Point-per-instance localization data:
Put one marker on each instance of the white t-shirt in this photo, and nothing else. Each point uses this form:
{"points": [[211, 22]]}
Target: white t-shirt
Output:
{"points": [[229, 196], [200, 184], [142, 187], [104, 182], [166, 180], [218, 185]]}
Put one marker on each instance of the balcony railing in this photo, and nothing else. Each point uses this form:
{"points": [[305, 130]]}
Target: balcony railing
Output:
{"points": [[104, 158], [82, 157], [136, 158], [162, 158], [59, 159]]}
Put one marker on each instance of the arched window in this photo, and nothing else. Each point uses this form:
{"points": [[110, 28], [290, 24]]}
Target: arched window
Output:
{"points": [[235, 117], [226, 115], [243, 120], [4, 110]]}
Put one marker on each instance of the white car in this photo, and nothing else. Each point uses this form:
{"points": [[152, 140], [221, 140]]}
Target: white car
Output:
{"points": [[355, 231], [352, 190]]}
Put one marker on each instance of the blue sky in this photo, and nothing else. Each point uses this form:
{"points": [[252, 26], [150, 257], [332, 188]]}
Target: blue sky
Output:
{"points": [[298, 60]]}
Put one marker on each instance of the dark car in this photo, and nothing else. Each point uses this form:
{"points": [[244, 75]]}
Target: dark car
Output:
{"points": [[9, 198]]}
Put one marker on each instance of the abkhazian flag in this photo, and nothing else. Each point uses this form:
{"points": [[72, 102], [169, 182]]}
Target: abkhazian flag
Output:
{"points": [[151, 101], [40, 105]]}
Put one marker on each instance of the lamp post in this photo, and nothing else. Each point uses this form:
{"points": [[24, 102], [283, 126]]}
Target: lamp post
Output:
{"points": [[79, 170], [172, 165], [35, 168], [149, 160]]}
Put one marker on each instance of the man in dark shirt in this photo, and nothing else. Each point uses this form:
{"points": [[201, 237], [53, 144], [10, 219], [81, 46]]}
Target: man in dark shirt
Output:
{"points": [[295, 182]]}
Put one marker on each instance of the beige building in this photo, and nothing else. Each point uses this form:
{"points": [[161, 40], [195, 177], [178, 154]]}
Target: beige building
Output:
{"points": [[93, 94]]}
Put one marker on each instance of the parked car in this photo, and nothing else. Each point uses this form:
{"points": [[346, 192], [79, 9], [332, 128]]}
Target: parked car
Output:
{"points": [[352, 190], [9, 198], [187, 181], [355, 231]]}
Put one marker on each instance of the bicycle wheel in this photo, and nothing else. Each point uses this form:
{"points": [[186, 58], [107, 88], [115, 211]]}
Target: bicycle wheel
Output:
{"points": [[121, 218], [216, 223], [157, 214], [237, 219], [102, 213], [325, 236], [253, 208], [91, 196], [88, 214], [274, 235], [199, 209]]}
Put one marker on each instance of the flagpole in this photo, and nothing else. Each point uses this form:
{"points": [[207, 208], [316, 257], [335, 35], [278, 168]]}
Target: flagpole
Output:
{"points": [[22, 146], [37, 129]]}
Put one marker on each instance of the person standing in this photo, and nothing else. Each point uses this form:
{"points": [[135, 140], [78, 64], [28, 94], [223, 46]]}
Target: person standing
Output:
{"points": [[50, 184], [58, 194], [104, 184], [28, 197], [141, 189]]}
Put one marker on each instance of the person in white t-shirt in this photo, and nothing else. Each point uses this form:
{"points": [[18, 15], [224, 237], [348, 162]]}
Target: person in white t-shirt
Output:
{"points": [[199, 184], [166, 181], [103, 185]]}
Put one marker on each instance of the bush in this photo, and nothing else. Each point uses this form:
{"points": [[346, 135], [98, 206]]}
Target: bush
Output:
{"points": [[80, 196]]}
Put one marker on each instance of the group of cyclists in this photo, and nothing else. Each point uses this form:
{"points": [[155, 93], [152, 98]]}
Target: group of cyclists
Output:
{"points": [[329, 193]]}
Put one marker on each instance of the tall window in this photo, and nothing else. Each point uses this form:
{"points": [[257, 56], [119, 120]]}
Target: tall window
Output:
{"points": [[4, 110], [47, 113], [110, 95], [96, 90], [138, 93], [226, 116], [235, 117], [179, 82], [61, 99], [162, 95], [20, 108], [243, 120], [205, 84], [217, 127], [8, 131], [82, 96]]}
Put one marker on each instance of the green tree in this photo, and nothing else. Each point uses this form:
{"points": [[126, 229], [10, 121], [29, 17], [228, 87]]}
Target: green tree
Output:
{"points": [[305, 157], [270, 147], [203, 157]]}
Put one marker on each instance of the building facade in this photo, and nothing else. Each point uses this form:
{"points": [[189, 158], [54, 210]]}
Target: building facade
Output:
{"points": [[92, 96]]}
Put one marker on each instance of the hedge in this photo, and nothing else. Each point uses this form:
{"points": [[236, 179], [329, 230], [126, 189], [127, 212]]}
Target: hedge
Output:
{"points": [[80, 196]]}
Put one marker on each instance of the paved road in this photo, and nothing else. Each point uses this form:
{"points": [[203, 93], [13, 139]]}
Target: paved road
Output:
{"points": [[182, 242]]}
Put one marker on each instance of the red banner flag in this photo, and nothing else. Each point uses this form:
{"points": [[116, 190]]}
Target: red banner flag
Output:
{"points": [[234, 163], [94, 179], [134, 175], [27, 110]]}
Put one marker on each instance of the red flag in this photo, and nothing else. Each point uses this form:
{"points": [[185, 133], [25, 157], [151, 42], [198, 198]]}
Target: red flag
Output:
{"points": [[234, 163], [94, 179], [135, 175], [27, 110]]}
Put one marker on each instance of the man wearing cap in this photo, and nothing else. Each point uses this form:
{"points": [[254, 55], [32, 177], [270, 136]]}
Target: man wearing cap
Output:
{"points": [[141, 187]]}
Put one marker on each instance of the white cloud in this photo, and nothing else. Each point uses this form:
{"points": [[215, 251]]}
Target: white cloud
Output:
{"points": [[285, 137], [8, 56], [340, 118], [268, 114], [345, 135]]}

• GOAL OF THE EXERCISE:
Starting at the line that has "Target: man in dark shirt" in the records above, restate word for word every line until the one that has "Put one marker on each instance of the parked", and include that one as well.

• EXERCISE RESULT:
Target: man in dark shirt
Output:
{"points": [[295, 182]]}
Put one marker on each instance of the beige building in this photo, and nothing else. Each point uses this form:
{"points": [[161, 40], [195, 177], [178, 154]]}
Target: beige building
Output:
{"points": [[93, 94]]}
Put one marker on each instance of the parked car in this photo, and nothing else. Each point uses this form:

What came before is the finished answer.